Übungstext
Hamburg. Das Hamburger Hip-Hop-Trio tritt auf der Trabrennbahn ab. Beim letzten Konzert gelingt ein Überraschungscoup.
Sonnabend (2. September) also. Bis jetzt bekamen Fettes Brot ihre Ehrenrunde mit Würde hin, aber das letzte Konzert überhaupt ist natürlich ein anderer Schnack: Wie soll man das über die Bühne der Bahrenfelder Trabrennbahn bringen, im Wissen, dass es dann vorbei sein wird? Soll man weinen, soll man sich auf offener Szene streiten, soll man sich plötzlich umentscheiden, „Ätsch, reingefallen, wir machen doch weiter“?
Alles keine Alternativen. Fettes Brot probieren es mit: Routine.
Der Vorgruppenblock ähnelt erst mal mit Ausnahme von der Techno-Blaskapelle Meute (die programmatisch „Danke für die Einladung auf die Party des Jahrhunderts!“ skandiert) demjenigen vom Vortag, und die Begleitung, die auch schon am Freitag da war, ist ein bisschen enttäuscht: Fatoni, Grossstadtgeflüster, Antilopen Gang, ja, alles wunderbar, doch die Überraschung ist weg.
Fettes Brot auf der Trabrennbahn: König Boris wirkt bei Abschied geknickt
Fettes Brot derweil sitzen in der Kulisse und markieren kurz Begeisterung, sobald die Kamera über sie schwenkt. König Boris (Boris Lauterbach), Doktor Renz (Martin Vandreier) und Björn Beton (Björn Warns), drei ältere Herren auf der Parkbank.
Fettes Brot waren nie eine Band für die wirklich Coolen. Dass das Trio das weiß, beweist dieser Auftritt, und jetzt, beim letzten Konzert, ist das Selbstbewusstsein da, zu diesem Image zu stehen. Ein bisschen Coolness bringen die Beginner mit, die tatsächlich eine Überraschung unter den Vorgruppen sind, „Ahnma“, „Hammerhart“, leichte Euphorie im Publikum. Dann Umbaupause.

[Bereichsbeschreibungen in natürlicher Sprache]
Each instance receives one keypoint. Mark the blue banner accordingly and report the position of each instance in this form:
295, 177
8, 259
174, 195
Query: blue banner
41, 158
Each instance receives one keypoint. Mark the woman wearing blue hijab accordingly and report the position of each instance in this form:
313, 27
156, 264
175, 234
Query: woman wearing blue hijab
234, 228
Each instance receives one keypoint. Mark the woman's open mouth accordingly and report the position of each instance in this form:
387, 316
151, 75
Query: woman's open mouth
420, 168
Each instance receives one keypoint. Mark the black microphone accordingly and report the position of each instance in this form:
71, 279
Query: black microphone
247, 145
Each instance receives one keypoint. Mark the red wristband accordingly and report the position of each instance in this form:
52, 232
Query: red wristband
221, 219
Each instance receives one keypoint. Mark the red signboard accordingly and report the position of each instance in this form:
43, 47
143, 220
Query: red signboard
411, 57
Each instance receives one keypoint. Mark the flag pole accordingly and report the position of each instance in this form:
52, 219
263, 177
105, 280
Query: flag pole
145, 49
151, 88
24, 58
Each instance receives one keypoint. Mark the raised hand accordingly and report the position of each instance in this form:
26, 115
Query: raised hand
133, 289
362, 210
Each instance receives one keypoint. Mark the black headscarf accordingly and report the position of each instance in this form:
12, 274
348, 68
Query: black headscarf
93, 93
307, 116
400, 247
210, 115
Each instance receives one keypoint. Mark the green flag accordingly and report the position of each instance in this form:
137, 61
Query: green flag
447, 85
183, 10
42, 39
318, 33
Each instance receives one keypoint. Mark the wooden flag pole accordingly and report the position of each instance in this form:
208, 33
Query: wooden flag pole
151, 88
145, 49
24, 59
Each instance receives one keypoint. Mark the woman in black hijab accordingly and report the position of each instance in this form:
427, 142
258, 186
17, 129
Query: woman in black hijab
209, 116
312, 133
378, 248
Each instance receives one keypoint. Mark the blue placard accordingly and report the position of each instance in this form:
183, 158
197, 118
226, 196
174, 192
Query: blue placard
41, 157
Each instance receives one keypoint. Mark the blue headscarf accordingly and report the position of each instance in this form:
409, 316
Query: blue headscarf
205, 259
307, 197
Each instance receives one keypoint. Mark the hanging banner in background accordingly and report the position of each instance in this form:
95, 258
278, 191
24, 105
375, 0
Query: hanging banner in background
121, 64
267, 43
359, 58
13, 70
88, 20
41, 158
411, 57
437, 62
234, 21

---

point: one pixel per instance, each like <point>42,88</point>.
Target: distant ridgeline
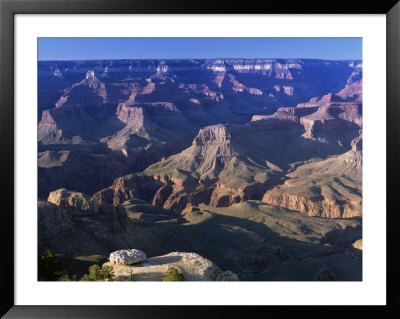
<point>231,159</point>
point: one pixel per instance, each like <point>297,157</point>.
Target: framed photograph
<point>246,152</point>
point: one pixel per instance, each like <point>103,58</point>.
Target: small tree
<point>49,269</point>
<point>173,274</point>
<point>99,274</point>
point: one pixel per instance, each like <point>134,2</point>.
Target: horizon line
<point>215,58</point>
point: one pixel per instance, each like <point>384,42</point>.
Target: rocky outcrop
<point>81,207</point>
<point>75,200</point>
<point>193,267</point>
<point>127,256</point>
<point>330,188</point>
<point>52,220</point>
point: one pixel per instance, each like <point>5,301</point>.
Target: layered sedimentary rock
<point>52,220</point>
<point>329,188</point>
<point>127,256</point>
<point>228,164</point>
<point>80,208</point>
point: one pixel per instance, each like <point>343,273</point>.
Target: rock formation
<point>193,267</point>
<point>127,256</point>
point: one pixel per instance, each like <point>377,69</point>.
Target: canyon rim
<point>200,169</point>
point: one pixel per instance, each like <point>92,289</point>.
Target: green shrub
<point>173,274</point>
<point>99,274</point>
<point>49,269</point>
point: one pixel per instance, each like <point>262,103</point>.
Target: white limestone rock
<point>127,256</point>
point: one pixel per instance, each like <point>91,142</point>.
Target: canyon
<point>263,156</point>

Deine Aufgaben
#1 Beantworte zum Text über das letzte Konzert von Fettes Brot diese Fragen:
(a) An welchem Tag fand das letzte Konzert statt?
(b) Welche Vorgruppe war anders als am Vortag?
(c) Wie heißt König Boris mit bürgerlichem Namen?
#2 Schreib den Text über das Abschiedskonzert von Fettes Brot nach dem Satz „Dann Umbaupause.“ weiter.

Lösungen
#1
(a) Am Sonnabend, dem 2. September.
(b) Die Techno-Blaskapelle Meute.
(c) Boris Lauterbach.

#2
Und schließlich: das Abschiedskonzert. Auch hier wenig Variationen zum Vortag, „Jein“, „Emanuela“, „Erdbeben“, „Spitzer Stein“, eine hübsche Mischung aus Hits und Abseitigem, aber kein Hinweis darauf, dass das jetzt wirklich das Finale sein sollte. König Boris wirkt ein wenig geknickt, im Publikum reckt jemand ein Schild in die Höhe, „Wir sind dagegen, ihr Pimmel!“, okay, kann man machen.
Fettes Brot: Abschiedskonzert in Hamburg – soll es das gewesen sein?
Die Band um DJ exel. Pauli (der optisch deutlich besser gealtert ist als das Trio) und Gitarrist Pascal Finkenauer spielt druckvoll, auf den Punkt, trifft den mit den Jahren immer weiter ausdifferenzierten Fettes-Brot-Sound, der längst viel mehr ist als Hip-Hop, der Northern Soul („Der beste Rapper Deutschlands“) ist, Disco („Nordisch By Nature“), Deutschpop („Amsterdam“), Punkrock („Hamburg Calling“) und der trotzdem immer individuell bleibt. Tolles Konzert. Aber ernsthaft: Das soll es jetzt gewesen sein?
Weitere Umbaupause, man kennt das vom Vorabend, jetzt kommt noch ein Gaststar. Überraschung: Die Ärzte, die Fettes Brot 2003 als Vorband mit auf Tour genommen hatten! Das ist nun allerdings wirklich ein Coup, es erklingen „Teenagerliebe“, „Schrei nach Liebe“, auf Wunsch der Gastgeber „Radio brennt“, das nahtlos in den Fettes-Brot-Song „Was in der Zeitung steht“ übergeht, die Trabrennbahn tobt.
Fettest Brot verabschieden sich auf Trabrennbahn, dann fließen die Tränen
Mittlerweile ist allen klar, dass man hier gerade etwas wirklich Bedeutendes erlebt, dass hier eine Karriere nicht unschön versandet, sondern als Fest beendet wird. Zugabenblock, „An Tagen wie diesen“, „Kannste kommen“, „Bettina, zieh dir bitte etwas an“, schließlich, noch einmal mit Bläserunterstützung von Meute, „Schwule Mädchen“. Tränen im Publikum, tatsächlich.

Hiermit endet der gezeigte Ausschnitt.